Source records
◇ ◇ ◇
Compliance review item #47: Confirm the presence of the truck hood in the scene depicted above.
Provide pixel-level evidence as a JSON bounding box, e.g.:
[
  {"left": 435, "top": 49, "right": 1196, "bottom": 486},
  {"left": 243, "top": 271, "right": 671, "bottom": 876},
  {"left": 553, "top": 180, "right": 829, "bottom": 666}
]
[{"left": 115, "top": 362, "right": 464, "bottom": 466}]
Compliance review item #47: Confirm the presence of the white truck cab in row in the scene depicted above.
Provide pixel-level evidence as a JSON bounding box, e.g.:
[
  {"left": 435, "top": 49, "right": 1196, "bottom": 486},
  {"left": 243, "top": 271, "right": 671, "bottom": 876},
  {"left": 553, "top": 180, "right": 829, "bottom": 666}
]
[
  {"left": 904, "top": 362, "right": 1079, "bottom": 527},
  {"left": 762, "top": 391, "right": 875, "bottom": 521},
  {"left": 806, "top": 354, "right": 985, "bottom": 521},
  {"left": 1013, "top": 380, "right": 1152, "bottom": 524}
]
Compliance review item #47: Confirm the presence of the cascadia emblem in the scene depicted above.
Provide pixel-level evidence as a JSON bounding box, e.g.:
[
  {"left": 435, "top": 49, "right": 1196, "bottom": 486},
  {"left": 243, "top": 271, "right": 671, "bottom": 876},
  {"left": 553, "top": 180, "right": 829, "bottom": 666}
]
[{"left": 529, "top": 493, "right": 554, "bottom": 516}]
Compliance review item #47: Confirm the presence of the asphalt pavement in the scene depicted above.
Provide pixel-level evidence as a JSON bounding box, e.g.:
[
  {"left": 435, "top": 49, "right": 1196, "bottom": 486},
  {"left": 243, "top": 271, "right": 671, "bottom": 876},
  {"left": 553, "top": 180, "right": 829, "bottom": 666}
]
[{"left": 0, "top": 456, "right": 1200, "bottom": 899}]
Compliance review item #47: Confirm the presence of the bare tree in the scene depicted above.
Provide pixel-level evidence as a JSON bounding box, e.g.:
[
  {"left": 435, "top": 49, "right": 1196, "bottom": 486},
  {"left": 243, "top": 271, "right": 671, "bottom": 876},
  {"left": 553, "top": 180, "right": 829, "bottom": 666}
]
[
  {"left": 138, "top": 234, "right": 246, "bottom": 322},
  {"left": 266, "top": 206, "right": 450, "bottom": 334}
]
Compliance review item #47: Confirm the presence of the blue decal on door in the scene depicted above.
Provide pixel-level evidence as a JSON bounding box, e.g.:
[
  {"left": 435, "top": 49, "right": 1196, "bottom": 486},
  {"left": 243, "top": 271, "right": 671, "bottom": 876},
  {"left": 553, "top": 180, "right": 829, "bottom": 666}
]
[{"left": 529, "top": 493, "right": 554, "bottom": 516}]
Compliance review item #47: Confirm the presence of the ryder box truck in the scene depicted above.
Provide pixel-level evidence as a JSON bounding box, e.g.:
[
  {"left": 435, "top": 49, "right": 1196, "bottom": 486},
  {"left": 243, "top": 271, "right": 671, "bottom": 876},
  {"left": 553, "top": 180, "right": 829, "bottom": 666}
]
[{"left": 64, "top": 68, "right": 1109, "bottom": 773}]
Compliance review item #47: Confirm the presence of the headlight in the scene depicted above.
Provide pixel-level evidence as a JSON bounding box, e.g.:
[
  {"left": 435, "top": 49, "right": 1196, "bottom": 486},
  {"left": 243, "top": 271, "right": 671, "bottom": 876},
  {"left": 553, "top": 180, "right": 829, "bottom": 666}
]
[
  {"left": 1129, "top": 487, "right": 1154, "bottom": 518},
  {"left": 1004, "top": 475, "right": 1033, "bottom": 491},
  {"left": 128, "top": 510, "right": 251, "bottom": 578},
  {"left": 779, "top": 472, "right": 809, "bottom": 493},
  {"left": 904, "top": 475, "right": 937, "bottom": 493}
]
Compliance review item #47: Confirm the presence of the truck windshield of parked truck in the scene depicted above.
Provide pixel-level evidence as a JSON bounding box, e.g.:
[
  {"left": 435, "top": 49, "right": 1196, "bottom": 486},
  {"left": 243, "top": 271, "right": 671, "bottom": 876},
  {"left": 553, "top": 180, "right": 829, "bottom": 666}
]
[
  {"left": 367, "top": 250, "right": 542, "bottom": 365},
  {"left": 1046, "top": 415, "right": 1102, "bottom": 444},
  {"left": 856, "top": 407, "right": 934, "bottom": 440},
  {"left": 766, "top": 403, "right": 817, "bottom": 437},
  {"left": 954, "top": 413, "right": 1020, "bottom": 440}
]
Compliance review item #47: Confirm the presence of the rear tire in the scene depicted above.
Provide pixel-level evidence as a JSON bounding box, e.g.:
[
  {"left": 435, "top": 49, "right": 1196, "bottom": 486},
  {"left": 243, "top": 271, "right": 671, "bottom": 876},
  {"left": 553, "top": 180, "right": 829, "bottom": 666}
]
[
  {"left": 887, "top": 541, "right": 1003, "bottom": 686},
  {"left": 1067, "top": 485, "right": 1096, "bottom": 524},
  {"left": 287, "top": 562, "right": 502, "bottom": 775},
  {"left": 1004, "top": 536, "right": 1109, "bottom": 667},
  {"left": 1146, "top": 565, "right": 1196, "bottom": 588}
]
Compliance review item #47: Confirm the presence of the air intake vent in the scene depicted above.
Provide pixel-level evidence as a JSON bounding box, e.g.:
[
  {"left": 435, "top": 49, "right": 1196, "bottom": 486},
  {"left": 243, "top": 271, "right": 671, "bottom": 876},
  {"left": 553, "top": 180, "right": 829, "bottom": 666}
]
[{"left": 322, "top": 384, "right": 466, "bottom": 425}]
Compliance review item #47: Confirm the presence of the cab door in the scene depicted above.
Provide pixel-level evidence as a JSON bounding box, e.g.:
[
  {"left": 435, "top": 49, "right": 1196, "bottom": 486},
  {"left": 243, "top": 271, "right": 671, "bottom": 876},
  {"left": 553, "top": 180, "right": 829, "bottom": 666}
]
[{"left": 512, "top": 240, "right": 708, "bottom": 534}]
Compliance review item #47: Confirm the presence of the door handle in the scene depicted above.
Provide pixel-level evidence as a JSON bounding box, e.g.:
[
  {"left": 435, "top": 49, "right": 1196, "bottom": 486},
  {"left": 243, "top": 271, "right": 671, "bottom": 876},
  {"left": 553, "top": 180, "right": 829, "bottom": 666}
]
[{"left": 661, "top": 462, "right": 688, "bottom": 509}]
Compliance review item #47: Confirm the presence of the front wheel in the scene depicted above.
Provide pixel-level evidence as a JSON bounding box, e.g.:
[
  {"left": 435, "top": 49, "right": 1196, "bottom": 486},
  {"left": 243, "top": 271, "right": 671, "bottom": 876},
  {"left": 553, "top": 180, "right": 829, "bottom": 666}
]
◇ ◇ ◇
TASK PROMPT ▸
Output every line of the listing above, unchanged.

SOLVED PROBLEM ▸
Compliance review item #47: Confirm the presence of the truck hood in the scene depicted above.
Provide pixel-level evidence as a JSON bounding box, e.g.:
[
  {"left": 435, "top": 49, "right": 1196, "bottom": 486},
  {"left": 243, "top": 271, "right": 671, "bottom": 876},
  {"left": 553, "top": 180, "right": 829, "bottom": 666}
]
[{"left": 115, "top": 362, "right": 464, "bottom": 466}]
Compliance review item #47: Confirm the presence of the white truck cab in row in the scene depicted above.
Provide pixel-level evidence as a JSON bounding box, e.g.:
[
  {"left": 435, "top": 49, "right": 1196, "bottom": 486},
  {"left": 243, "top": 271, "right": 671, "bottom": 876},
  {"left": 553, "top": 180, "right": 829, "bottom": 666}
]
[
  {"left": 904, "top": 362, "right": 1079, "bottom": 527},
  {"left": 762, "top": 391, "right": 875, "bottom": 521},
  {"left": 806, "top": 354, "right": 985, "bottom": 521},
  {"left": 1013, "top": 380, "right": 1152, "bottom": 524}
]
Compliance review item #47: Confirm the presence of the cascadia emblem in the scene depicted above.
Provide pixel-level evidence as a JSON bounding box, e.g.:
[
  {"left": 435, "top": 49, "right": 1196, "bottom": 486},
  {"left": 243, "top": 271, "right": 671, "bottom": 876},
  {"left": 553, "top": 180, "right": 829, "bottom": 666}
]
[{"left": 529, "top": 493, "right": 554, "bottom": 516}]
Compliance review item #47: Confirm the presence of the asphalt pavement in the scene depicted above.
Provide pixel-level evidence as a JSON bounding box, e.g.:
[
  {"left": 435, "top": 49, "right": 1196, "bottom": 486},
  {"left": 243, "top": 271, "right": 671, "bottom": 876},
  {"left": 553, "top": 180, "right": 829, "bottom": 666}
]
[{"left": 0, "top": 456, "right": 1200, "bottom": 899}]
Compliance review item #47: Confirm the presence of the bare tree in the scene depicted above.
Provide pixel-level evidence as a JSON bounding box, e.g.:
[
  {"left": 435, "top": 49, "right": 1196, "bottom": 486},
  {"left": 243, "top": 271, "right": 671, "bottom": 876},
  {"left": 553, "top": 180, "right": 829, "bottom": 666}
]
[
  {"left": 138, "top": 234, "right": 246, "bottom": 322},
  {"left": 266, "top": 206, "right": 450, "bottom": 334}
]
Compliance review item #47: Confirm the presence of the blue decal on door in the scene depicted above.
Provide pixel-level evidence as a JSON bounding box, e.g.:
[
  {"left": 435, "top": 49, "right": 1196, "bottom": 486},
  {"left": 243, "top": 271, "right": 671, "bottom": 876},
  {"left": 553, "top": 180, "right": 829, "bottom": 666}
]
[{"left": 529, "top": 493, "right": 554, "bottom": 516}]
Compliance review item #47: Confirm the presence of the ryder box truck in the scene depicted above.
Provide pixel-level evidence as a JSON bounding box, e.g.:
[
  {"left": 435, "top": 49, "right": 1196, "bottom": 486},
  {"left": 243, "top": 271, "right": 671, "bottom": 876},
  {"left": 553, "top": 180, "right": 829, "bottom": 666}
]
[{"left": 64, "top": 68, "right": 1109, "bottom": 773}]
Compliance review item #47: Confirm the presence of the headlight in the scene depicted above.
Provide pixel-level evidence as a JSON bounding box, e.g.:
[
  {"left": 435, "top": 49, "right": 1196, "bottom": 486},
  {"left": 243, "top": 271, "right": 671, "bottom": 876},
  {"left": 553, "top": 180, "right": 829, "bottom": 666}
]
[
  {"left": 1129, "top": 487, "right": 1154, "bottom": 518},
  {"left": 1004, "top": 475, "right": 1033, "bottom": 491},
  {"left": 128, "top": 510, "right": 251, "bottom": 578},
  {"left": 779, "top": 472, "right": 809, "bottom": 493},
  {"left": 904, "top": 475, "right": 937, "bottom": 493}
]
Compliance review item #47: Confirm the presence of the truck windshield of parked truck in the scene depicted above.
Provide pixel-level evidence as a JSON bounding box, e.g.:
[
  {"left": 435, "top": 49, "right": 1196, "bottom": 486},
  {"left": 243, "top": 271, "right": 671, "bottom": 876},
  {"left": 553, "top": 180, "right": 829, "bottom": 666}
]
[
  {"left": 367, "top": 250, "right": 542, "bottom": 365},
  {"left": 1046, "top": 415, "right": 1102, "bottom": 444},
  {"left": 856, "top": 407, "right": 934, "bottom": 440},
  {"left": 766, "top": 403, "right": 817, "bottom": 437},
  {"left": 954, "top": 413, "right": 1020, "bottom": 440}
]
Compliance review item #47: Confirm the presence of the rear tire in the scene depicted above.
Provide pixel-level evidence as a JSON bounding box, e.g.:
[
  {"left": 435, "top": 49, "right": 1196, "bottom": 486},
  {"left": 243, "top": 271, "right": 671, "bottom": 876},
  {"left": 553, "top": 180, "right": 829, "bottom": 666}
]
[
  {"left": 887, "top": 541, "right": 1003, "bottom": 686},
  {"left": 1067, "top": 485, "right": 1096, "bottom": 524},
  {"left": 287, "top": 562, "right": 502, "bottom": 775},
  {"left": 1004, "top": 536, "right": 1109, "bottom": 667},
  {"left": 1146, "top": 565, "right": 1196, "bottom": 588}
]
Compliance review item #47: Confirm the presence of the air intake vent in the scene depicted above.
Provide pixel-level evidence as a JSON bounding box, e.g.:
[
  {"left": 435, "top": 49, "right": 1196, "bottom": 486},
  {"left": 243, "top": 271, "right": 671, "bottom": 876},
  {"left": 553, "top": 180, "right": 829, "bottom": 666}
]
[{"left": 322, "top": 384, "right": 466, "bottom": 425}]
Compliance review item #47: Confirm the presence of the cab door in the scene depicted above.
Provide pixel-level evidence as a JSON bounding box, e.g.:
[
  {"left": 435, "top": 49, "right": 1196, "bottom": 486},
  {"left": 243, "top": 271, "right": 671, "bottom": 876},
  {"left": 553, "top": 180, "right": 829, "bottom": 666}
]
[{"left": 512, "top": 240, "right": 708, "bottom": 534}]
Compliance review item #47: Confirm the presence of the door handle in the scene depicted above.
Provide pixel-level evidence as a JSON bounding box, e.g.:
[
  {"left": 435, "top": 49, "right": 1196, "bottom": 486},
  {"left": 243, "top": 271, "right": 671, "bottom": 876},
  {"left": 553, "top": 180, "right": 829, "bottom": 666}
]
[{"left": 661, "top": 462, "right": 688, "bottom": 509}]
Compliance review item #47: Confirm the presence of the front wheel in the scene depicted above.
Provide pixel-level evidence as a JSON bounding box, e.g.:
[
  {"left": 435, "top": 49, "right": 1196, "bottom": 486},
  {"left": 243, "top": 271, "right": 671, "bottom": 876},
  {"left": 553, "top": 180, "right": 829, "bottom": 666}
]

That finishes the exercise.